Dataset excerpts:
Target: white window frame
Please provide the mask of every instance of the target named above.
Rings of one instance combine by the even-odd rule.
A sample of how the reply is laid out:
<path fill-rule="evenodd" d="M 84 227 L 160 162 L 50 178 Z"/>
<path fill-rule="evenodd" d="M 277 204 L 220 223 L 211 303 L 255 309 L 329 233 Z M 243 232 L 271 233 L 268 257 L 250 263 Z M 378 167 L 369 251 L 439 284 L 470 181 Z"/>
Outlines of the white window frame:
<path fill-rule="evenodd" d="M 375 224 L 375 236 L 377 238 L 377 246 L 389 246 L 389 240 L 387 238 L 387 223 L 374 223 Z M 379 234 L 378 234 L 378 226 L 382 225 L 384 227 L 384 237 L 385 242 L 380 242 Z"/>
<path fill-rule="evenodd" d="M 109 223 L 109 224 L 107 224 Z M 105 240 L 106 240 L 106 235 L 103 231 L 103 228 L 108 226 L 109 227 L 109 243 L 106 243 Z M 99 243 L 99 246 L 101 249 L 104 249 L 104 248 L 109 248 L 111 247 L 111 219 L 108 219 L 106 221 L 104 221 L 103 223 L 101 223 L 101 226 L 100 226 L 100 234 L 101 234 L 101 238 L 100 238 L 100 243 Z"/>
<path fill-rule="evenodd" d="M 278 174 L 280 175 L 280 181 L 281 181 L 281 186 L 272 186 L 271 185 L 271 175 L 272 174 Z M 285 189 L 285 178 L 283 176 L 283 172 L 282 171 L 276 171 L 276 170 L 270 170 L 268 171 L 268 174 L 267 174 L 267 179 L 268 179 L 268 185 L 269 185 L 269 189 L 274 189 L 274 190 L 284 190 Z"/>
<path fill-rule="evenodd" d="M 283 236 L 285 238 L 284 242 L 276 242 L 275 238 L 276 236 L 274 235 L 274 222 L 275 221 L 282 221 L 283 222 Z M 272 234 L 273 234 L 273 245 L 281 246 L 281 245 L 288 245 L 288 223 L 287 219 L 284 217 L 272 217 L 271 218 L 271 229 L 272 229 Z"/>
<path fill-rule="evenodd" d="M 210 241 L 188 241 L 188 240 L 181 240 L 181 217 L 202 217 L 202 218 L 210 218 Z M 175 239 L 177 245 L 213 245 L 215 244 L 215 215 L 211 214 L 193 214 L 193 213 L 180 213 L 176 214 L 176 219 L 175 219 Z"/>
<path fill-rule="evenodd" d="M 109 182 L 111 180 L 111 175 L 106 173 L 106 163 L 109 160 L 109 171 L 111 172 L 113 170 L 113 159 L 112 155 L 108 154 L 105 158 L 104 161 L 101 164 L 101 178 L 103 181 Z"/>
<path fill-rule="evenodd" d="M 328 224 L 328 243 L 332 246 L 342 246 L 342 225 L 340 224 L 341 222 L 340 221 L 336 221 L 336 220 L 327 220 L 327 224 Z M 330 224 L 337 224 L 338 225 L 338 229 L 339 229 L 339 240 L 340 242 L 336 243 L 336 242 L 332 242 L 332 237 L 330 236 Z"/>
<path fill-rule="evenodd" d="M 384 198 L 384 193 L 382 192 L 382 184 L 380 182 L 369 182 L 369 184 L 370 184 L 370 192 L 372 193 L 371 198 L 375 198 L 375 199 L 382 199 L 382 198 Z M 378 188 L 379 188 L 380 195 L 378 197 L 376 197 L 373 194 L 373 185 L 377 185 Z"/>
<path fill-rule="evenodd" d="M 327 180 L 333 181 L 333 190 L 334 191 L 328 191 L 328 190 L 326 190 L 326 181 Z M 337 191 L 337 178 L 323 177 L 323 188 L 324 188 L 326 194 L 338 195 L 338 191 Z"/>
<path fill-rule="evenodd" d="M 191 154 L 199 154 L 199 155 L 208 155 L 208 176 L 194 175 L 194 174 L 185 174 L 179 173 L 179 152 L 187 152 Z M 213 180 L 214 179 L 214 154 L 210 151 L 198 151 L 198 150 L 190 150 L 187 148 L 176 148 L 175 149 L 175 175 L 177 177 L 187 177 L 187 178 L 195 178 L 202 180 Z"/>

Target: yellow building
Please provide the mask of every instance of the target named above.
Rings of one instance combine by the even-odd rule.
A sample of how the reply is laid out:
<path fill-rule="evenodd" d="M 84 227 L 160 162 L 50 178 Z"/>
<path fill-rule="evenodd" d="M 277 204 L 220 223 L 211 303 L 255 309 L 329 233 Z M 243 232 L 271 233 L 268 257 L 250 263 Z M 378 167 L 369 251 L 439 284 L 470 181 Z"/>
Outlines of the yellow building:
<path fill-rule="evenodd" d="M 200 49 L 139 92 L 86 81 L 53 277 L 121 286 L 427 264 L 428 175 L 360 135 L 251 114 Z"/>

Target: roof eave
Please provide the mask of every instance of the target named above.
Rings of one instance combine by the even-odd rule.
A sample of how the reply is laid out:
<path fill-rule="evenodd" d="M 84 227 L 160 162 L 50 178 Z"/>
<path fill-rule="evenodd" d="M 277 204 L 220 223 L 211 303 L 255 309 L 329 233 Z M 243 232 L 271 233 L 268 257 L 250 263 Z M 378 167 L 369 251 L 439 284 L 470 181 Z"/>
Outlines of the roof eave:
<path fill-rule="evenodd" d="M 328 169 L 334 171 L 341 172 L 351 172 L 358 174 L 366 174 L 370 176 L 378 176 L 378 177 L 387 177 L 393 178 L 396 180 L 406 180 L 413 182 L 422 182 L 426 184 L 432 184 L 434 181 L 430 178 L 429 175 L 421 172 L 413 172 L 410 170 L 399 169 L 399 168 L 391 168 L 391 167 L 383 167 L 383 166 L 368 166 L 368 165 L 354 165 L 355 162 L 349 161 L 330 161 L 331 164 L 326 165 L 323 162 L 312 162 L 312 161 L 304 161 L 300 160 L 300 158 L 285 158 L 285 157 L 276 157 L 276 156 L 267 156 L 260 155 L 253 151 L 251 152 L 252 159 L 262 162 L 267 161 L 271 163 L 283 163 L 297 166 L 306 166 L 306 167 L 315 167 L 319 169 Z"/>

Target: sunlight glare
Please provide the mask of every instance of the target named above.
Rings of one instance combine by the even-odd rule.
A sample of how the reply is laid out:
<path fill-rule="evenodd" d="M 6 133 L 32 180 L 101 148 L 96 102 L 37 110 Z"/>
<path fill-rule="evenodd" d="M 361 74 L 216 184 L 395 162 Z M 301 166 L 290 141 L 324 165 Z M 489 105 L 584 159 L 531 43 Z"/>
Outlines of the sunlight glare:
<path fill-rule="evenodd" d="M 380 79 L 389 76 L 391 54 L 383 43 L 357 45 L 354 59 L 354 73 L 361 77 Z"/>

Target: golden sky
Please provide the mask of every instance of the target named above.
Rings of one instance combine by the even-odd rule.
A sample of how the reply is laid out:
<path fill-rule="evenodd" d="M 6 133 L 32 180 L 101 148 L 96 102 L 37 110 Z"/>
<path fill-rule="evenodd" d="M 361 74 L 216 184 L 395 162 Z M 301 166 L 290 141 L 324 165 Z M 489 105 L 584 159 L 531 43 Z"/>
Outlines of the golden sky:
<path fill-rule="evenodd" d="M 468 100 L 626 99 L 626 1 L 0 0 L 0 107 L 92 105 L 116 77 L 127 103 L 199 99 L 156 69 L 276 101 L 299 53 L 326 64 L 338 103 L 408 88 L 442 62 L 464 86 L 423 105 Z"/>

Work instructions: Could you retype each record exactly as it appears?

Answer for the task:
Target: white window frame
Please provide the mask of every instance of the target named above.
Rings of one instance combine by the even-odd rule.
A sample of how the reply is laid out:
<path fill-rule="evenodd" d="M 84 227 L 160 162 L 50 178 Z"/>
<path fill-rule="evenodd" d="M 277 204 L 220 223 L 211 303 L 255 309 L 329 233 Z M 243 232 L 271 233 L 268 257 L 250 263 Z M 378 167 L 369 251 L 439 284 L 470 181 Z"/>
Outlines of the white window frame:
<path fill-rule="evenodd" d="M 375 224 L 375 236 L 377 238 L 377 246 L 389 246 L 389 240 L 387 238 L 387 223 L 374 223 Z M 379 234 L 378 234 L 378 226 L 382 225 L 384 227 L 384 237 L 385 242 L 380 242 Z"/>
<path fill-rule="evenodd" d="M 109 223 L 109 224 L 107 224 Z M 105 240 L 106 240 L 106 235 L 103 231 L 103 228 L 108 226 L 109 227 L 109 243 L 106 243 Z M 99 243 L 99 246 L 101 249 L 104 249 L 104 248 L 109 248 L 111 247 L 111 219 L 108 219 L 106 221 L 104 221 L 103 223 L 101 223 L 101 226 L 100 226 L 100 234 L 101 234 L 101 238 L 100 238 L 100 243 Z"/>
<path fill-rule="evenodd" d="M 278 174 L 280 175 L 280 181 L 281 181 L 281 186 L 272 186 L 271 185 L 271 175 L 272 174 Z M 285 189 L 285 178 L 283 176 L 283 172 L 282 171 L 276 171 L 276 170 L 270 170 L 268 171 L 268 174 L 267 174 L 267 179 L 268 179 L 268 185 L 269 185 L 269 189 L 274 189 L 274 190 L 284 190 Z"/>
<path fill-rule="evenodd" d="M 283 236 L 285 238 L 284 242 L 276 242 L 275 238 L 276 236 L 274 235 L 274 222 L 275 221 L 282 221 L 283 222 Z M 272 234 L 273 234 L 273 245 L 281 246 L 281 245 L 288 245 L 288 223 L 287 219 L 284 217 L 272 217 L 271 218 L 271 229 L 272 229 Z"/>
<path fill-rule="evenodd" d="M 210 241 L 188 241 L 188 240 L 181 240 L 181 217 L 202 217 L 202 218 L 210 218 Z M 175 239 L 177 245 L 213 245 L 215 244 L 215 215 L 211 214 L 193 214 L 193 213 L 180 213 L 176 214 L 176 219 L 175 219 Z"/>
<path fill-rule="evenodd" d="M 109 182 L 111 180 L 111 175 L 106 173 L 106 163 L 109 160 L 109 171 L 111 172 L 113 170 L 113 159 L 112 155 L 108 154 L 105 158 L 104 161 L 101 164 L 101 178 L 103 181 Z"/>
<path fill-rule="evenodd" d="M 328 224 L 328 243 L 332 246 L 342 246 L 342 225 L 340 224 L 341 222 L 340 221 L 336 221 L 336 220 L 327 220 L 327 224 Z M 330 224 L 337 224 L 338 225 L 338 229 L 339 229 L 339 240 L 340 242 L 336 243 L 336 242 L 332 242 L 332 237 L 330 236 Z"/>
<path fill-rule="evenodd" d="M 384 198 L 384 193 L 382 192 L 382 184 L 380 182 L 369 182 L 369 184 L 370 184 L 370 192 L 372 193 L 371 198 L 375 198 L 375 199 L 382 199 L 382 198 Z M 378 188 L 379 188 L 380 195 L 378 197 L 376 197 L 373 194 L 373 185 L 377 185 Z"/>
<path fill-rule="evenodd" d="M 327 180 L 333 181 L 333 190 L 334 191 L 328 191 L 328 190 L 326 190 L 326 181 Z M 337 191 L 337 178 L 323 177 L 323 188 L 324 188 L 326 194 L 338 195 L 338 191 Z"/>
<path fill-rule="evenodd" d="M 191 154 L 199 154 L 199 155 L 208 155 L 208 176 L 194 175 L 194 174 L 185 174 L 179 173 L 179 152 L 187 152 Z M 213 180 L 214 179 L 214 154 L 210 151 L 198 151 L 198 150 L 190 150 L 187 148 L 176 148 L 175 149 L 175 175 L 177 177 L 187 177 L 187 178 L 195 178 L 202 180 Z"/>

Target: yellow building
Please provide the mask of every instance of the target named above.
Rings of one instance combine by the even-odd rule.
A sample of how the reply is laid out:
<path fill-rule="evenodd" d="M 84 227 L 160 162 L 50 178 Z"/>
<path fill-rule="evenodd" d="M 277 204 L 220 223 L 211 303 L 255 309 L 329 233 Z M 243 232 L 271 233 L 268 257 L 250 263 Z M 378 167 L 369 251 L 439 284 L 470 181 Z"/>
Outlines of the yellow building:
<path fill-rule="evenodd" d="M 200 49 L 139 92 L 86 81 L 53 277 L 121 286 L 427 264 L 428 175 L 360 135 L 251 114 Z"/>

Target: roof eave
Please provide the mask of every instance of the target named above.
Rings of one instance combine by the even-odd rule.
A sample of how the reply is laid out:
<path fill-rule="evenodd" d="M 84 227 L 160 162 L 50 178 Z"/>
<path fill-rule="evenodd" d="M 277 204 L 220 223 L 211 303 L 255 309 L 329 233 Z M 243 232 L 271 233 L 268 257 L 250 263 Z M 378 167 L 369 251 L 439 284 L 470 181 Z"/>
Outlines of the roof eave:
<path fill-rule="evenodd" d="M 328 169 L 334 171 L 341 172 L 351 172 L 358 174 L 366 174 L 370 176 L 378 176 L 378 177 L 387 177 L 393 178 L 396 180 L 406 180 L 413 182 L 422 182 L 426 184 L 432 184 L 434 181 L 430 178 L 429 175 L 421 172 L 413 172 L 410 170 L 399 169 L 399 168 L 391 168 L 391 167 L 383 167 L 383 166 L 368 166 L 368 165 L 354 165 L 355 162 L 349 161 L 330 161 L 331 164 L 326 165 L 323 162 L 312 162 L 312 161 L 304 161 L 300 160 L 300 158 L 285 158 L 285 157 L 276 157 L 276 156 L 267 156 L 260 155 L 253 151 L 251 152 L 252 159 L 262 162 L 267 161 L 271 163 L 283 163 L 297 166 L 306 166 L 306 167 L 315 167 L 319 169 Z"/>

Target: sunlight glare
Please provide the mask of every instance of the target named above.
Rings of one instance combine by the even-odd rule.
A sample of how the reply is laid out:
<path fill-rule="evenodd" d="M 6 133 L 32 180 L 101 148 L 96 102 L 37 110 Z"/>
<path fill-rule="evenodd" d="M 361 74 L 216 184 L 395 162 Z M 301 166 L 290 141 L 324 165 Z M 489 105 L 584 159 L 531 43 Z"/>
Outlines of the sunlight glare:
<path fill-rule="evenodd" d="M 380 79 L 389 76 L 391 54 L 383 43 L 357 45 L 354 59 L 354 73 L 361 77 Z"/>

Target: golden sky
Please provide the mask of every instance of the target named above.
Rings of one instance combine by the even-odd rule.
A sample of how the reply is laid out:
<path fill-rule="evenodd" d="M 6 133 L 32 180 L 101 148 L 96 102 L 37 110 Z"/>
<path fill-rule="evenodd" d="M 361 74 L 216 184 L 395 162 Z M 301 166 L 290 141 L 324 165 Z M 489 105 L 584 159 L 531 43 Z"/>
Outlines of the golden sky:
<path fill-rule="evenodd" d="M 468 100 L 626 99 L 626 1 L 0 0 L 0 107 L 92 105 L 116 77 L 127 103 L 199 99 L 156 69 L 276 101 L 299 53 L 326 64 L 338 103 L 408 88 L 442 62 L 464 86 L 423 105 Z"/>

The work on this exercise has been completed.